= Task objective =
Report each line of the items below that contains the word "pole". Copy every such line in full.

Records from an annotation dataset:
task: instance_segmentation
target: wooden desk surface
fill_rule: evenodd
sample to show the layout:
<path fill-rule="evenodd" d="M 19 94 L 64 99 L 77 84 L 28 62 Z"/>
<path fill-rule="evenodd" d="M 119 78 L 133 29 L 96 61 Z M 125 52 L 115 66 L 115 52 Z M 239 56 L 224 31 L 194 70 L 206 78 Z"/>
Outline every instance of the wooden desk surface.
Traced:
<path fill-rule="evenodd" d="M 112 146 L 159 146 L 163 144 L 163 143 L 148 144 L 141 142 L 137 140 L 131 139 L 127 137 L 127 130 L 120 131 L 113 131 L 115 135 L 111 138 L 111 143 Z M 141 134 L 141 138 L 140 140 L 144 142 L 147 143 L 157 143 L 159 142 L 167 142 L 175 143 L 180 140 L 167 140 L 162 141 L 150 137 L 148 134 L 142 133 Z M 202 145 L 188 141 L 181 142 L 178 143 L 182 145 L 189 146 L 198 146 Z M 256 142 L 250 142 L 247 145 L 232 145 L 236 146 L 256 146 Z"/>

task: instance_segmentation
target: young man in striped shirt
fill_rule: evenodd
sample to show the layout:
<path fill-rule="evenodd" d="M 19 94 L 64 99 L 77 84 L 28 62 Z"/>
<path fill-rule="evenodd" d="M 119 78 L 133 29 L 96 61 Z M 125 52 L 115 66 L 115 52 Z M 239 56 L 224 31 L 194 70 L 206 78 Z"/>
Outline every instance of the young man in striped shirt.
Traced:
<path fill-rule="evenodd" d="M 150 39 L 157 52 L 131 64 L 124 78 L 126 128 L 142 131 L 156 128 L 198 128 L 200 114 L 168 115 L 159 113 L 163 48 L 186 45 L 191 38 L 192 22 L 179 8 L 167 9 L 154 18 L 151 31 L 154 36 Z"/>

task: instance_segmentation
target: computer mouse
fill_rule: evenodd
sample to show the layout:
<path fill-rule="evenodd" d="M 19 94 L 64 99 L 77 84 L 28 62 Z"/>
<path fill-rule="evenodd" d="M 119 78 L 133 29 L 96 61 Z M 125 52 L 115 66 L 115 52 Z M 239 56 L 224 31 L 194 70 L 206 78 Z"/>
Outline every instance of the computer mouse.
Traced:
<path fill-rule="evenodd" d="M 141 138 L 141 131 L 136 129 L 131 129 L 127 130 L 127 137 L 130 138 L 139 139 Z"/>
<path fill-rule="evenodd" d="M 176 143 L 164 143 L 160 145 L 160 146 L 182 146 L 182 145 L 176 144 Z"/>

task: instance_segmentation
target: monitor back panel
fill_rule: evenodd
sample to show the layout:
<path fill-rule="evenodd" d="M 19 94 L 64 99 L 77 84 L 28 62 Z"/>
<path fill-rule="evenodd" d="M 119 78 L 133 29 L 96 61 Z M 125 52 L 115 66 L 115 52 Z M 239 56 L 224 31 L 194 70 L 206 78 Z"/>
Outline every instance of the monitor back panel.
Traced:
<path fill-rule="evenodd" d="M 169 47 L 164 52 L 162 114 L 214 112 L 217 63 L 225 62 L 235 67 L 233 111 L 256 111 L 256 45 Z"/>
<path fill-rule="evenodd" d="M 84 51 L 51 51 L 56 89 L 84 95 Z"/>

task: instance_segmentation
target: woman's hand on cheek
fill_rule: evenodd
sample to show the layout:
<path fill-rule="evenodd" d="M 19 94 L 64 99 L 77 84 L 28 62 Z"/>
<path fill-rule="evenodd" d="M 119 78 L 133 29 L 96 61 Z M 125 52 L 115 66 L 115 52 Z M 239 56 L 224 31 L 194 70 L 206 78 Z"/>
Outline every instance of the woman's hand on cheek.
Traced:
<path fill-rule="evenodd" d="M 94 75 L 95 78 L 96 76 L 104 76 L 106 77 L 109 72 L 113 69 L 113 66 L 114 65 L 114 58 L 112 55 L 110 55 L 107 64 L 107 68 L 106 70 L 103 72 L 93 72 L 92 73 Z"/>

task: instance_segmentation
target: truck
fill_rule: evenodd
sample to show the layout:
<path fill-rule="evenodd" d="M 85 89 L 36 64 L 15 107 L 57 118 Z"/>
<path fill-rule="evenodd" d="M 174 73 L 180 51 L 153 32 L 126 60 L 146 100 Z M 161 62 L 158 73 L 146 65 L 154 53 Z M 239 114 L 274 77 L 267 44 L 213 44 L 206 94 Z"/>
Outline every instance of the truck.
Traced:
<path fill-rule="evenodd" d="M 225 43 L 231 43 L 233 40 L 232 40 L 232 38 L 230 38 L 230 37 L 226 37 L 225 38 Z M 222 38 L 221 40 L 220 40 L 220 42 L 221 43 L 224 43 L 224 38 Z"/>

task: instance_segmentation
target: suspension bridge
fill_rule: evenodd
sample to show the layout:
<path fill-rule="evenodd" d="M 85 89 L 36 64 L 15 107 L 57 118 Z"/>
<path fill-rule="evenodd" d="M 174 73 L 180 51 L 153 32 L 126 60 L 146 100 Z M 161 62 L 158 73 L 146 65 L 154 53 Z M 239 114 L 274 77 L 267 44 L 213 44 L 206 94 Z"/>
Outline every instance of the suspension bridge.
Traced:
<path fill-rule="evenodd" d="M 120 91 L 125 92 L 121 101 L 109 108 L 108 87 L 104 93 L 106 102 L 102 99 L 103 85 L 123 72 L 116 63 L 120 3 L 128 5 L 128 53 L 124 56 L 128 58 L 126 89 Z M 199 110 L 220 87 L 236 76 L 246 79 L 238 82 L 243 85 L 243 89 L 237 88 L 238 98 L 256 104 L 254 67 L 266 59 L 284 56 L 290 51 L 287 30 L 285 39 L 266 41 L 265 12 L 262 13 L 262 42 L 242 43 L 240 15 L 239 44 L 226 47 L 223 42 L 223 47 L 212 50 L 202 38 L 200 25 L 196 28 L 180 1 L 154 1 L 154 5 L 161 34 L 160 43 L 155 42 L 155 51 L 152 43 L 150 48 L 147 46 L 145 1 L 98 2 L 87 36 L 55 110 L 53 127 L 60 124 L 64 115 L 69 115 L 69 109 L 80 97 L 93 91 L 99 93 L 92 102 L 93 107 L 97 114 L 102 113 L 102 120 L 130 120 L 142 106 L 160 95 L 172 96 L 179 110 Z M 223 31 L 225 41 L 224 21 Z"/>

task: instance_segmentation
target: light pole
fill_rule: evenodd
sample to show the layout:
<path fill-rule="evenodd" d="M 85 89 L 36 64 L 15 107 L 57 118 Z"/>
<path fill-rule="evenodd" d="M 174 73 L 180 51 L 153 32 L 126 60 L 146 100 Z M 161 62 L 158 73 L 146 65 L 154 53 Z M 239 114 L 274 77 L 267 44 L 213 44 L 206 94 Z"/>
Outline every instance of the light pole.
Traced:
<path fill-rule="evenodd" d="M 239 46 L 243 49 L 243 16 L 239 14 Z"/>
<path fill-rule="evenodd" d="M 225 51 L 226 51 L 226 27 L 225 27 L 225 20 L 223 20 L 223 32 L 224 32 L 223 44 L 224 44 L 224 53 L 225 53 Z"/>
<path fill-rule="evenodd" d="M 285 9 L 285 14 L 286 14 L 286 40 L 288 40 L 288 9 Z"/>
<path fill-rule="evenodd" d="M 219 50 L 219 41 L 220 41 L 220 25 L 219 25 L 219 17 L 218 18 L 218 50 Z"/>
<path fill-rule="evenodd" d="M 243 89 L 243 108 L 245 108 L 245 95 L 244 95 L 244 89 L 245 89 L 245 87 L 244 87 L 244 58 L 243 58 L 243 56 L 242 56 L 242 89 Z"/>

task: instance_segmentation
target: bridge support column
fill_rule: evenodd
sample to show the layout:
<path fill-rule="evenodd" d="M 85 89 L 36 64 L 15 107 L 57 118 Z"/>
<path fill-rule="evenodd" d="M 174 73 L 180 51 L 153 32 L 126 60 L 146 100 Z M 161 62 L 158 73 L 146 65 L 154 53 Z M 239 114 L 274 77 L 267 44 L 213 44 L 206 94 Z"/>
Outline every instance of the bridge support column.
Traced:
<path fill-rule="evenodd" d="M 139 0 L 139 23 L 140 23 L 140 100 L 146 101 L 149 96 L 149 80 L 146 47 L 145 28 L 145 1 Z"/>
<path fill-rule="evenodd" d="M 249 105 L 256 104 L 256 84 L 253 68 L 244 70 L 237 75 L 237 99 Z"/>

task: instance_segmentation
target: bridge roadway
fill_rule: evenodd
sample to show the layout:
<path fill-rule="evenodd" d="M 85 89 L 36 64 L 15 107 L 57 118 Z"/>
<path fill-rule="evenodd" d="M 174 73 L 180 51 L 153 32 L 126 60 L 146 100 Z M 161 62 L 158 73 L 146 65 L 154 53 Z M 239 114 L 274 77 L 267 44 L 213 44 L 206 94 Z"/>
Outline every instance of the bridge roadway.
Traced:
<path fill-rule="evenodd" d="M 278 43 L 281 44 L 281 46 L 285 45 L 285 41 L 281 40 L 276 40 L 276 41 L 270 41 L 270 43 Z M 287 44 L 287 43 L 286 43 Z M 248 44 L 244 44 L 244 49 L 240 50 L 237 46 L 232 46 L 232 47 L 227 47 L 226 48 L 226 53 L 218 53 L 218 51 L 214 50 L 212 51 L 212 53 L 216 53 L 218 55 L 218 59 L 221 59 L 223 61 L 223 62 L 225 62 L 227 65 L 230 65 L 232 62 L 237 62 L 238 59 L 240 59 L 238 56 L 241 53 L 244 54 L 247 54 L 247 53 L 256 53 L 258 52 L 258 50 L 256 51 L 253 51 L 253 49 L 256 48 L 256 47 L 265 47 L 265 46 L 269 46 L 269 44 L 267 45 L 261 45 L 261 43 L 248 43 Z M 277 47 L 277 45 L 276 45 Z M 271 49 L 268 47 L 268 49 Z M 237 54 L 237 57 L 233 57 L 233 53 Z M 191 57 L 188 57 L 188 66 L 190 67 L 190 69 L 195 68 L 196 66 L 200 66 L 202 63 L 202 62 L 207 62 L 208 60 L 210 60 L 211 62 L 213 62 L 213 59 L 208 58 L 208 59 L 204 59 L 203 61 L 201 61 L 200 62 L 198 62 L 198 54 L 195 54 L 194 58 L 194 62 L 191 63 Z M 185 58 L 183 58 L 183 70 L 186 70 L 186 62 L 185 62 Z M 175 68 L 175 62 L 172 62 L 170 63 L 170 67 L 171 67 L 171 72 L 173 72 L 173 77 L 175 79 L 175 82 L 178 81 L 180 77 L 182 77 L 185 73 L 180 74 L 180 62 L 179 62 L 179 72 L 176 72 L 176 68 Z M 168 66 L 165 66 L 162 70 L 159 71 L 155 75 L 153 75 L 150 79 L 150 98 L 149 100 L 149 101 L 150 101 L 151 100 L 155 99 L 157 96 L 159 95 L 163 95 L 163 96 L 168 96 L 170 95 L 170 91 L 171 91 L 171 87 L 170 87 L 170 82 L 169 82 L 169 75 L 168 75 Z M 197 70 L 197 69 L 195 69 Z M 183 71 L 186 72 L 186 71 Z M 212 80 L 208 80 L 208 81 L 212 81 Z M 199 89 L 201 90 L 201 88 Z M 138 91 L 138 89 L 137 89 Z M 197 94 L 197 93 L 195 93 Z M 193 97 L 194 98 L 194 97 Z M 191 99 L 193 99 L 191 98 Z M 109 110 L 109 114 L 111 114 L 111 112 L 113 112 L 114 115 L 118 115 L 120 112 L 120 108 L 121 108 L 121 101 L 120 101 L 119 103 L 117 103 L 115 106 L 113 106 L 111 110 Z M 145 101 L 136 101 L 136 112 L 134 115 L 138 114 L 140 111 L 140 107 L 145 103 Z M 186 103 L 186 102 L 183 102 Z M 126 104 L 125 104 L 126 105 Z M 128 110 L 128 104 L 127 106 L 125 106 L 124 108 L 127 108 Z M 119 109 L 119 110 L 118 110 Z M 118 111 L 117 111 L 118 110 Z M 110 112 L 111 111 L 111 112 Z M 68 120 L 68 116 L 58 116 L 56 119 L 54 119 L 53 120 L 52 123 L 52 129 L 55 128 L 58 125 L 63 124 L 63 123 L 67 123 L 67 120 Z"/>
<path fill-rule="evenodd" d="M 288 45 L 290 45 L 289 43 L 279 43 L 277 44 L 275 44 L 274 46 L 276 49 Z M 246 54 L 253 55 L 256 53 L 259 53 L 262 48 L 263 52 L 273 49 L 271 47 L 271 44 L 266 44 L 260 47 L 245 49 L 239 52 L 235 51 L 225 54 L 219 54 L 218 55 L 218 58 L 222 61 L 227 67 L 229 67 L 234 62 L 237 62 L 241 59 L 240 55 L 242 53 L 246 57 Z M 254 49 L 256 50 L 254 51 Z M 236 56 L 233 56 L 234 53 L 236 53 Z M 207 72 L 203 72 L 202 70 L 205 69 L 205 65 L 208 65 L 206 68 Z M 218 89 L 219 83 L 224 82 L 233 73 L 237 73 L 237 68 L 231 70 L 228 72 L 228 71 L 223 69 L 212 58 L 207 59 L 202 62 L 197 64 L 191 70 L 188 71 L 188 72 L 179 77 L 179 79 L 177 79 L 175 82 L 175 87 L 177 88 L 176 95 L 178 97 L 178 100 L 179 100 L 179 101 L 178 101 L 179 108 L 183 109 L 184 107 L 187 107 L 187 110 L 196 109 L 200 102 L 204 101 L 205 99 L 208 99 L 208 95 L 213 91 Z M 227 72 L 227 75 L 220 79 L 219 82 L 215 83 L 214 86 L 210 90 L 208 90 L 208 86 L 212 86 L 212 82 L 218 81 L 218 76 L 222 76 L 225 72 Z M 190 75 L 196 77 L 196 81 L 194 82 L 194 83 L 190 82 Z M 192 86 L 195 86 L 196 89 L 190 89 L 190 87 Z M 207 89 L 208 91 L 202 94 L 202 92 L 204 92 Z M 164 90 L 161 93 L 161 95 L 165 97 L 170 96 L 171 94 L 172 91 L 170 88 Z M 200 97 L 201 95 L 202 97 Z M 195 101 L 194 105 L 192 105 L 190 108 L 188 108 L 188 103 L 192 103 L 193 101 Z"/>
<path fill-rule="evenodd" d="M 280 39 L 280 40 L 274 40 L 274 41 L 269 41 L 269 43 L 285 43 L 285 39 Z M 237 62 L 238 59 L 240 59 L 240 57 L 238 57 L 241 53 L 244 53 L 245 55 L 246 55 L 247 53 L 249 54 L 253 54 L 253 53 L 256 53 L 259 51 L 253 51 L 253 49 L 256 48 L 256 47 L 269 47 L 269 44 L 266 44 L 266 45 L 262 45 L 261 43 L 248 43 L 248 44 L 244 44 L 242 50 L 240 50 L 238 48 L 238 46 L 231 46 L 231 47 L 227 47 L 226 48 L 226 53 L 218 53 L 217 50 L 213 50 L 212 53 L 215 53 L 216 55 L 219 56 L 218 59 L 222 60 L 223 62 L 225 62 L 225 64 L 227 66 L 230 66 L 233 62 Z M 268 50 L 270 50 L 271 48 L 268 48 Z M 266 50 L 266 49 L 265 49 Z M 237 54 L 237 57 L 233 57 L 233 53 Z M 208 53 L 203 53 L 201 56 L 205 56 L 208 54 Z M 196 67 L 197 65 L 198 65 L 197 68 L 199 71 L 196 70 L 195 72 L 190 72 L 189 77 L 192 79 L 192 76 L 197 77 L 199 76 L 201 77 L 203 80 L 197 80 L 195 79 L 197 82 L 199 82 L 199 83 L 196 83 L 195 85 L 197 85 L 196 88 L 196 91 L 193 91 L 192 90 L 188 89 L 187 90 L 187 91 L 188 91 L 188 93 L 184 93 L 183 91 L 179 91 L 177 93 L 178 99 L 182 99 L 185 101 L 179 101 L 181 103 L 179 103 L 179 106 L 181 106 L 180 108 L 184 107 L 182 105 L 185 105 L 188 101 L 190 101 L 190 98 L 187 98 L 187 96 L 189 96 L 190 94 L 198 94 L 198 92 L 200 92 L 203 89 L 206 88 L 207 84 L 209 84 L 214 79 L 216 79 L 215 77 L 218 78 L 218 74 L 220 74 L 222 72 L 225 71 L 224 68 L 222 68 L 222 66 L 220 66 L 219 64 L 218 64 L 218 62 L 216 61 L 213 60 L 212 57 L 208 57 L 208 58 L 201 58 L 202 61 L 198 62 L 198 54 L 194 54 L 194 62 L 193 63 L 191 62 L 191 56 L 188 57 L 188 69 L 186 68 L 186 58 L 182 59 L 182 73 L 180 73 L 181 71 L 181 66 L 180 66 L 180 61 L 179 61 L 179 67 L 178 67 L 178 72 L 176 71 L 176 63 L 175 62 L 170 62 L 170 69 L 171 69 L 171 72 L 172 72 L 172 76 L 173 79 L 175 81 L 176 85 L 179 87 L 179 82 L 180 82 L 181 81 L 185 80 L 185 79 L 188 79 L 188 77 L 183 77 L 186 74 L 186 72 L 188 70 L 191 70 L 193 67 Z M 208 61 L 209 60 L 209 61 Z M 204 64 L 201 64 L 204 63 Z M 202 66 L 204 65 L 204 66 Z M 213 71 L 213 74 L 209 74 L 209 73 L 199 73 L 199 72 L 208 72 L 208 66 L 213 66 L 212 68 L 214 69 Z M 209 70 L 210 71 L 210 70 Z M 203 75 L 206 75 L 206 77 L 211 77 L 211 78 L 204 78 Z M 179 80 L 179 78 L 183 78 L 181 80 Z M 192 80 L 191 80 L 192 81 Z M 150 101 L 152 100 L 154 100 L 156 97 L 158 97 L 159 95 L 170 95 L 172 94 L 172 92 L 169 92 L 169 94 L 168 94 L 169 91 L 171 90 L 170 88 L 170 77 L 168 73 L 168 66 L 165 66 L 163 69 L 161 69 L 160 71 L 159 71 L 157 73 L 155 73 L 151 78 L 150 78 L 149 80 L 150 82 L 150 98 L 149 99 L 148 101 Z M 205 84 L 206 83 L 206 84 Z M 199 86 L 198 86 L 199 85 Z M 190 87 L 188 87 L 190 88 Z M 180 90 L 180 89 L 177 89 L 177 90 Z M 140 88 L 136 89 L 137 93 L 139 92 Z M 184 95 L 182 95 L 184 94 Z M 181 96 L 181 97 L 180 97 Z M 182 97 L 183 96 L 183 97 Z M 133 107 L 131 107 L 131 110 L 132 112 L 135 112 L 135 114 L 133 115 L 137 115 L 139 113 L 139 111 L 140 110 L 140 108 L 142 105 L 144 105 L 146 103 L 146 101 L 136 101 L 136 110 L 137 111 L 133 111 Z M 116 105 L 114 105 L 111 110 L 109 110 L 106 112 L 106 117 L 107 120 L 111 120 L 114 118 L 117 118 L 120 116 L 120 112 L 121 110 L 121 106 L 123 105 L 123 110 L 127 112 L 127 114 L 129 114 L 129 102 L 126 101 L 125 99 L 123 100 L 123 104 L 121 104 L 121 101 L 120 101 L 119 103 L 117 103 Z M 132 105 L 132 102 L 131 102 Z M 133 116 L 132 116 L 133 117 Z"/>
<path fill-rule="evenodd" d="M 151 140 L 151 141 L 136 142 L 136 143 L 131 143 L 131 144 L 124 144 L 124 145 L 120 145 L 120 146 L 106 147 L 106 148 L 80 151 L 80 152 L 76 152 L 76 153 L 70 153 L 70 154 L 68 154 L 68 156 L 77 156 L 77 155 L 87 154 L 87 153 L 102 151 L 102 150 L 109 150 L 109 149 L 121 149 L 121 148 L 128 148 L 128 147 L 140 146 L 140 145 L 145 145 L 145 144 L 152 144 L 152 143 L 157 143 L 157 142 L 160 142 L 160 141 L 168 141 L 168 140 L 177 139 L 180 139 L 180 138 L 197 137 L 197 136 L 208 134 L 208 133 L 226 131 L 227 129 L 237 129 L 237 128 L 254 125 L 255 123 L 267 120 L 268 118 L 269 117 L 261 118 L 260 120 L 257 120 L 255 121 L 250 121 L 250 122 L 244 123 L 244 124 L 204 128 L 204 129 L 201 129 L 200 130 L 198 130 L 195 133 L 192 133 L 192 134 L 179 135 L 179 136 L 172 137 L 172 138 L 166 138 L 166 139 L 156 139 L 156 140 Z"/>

= Correct output =
target: light pole
Outline every instance of the light pole.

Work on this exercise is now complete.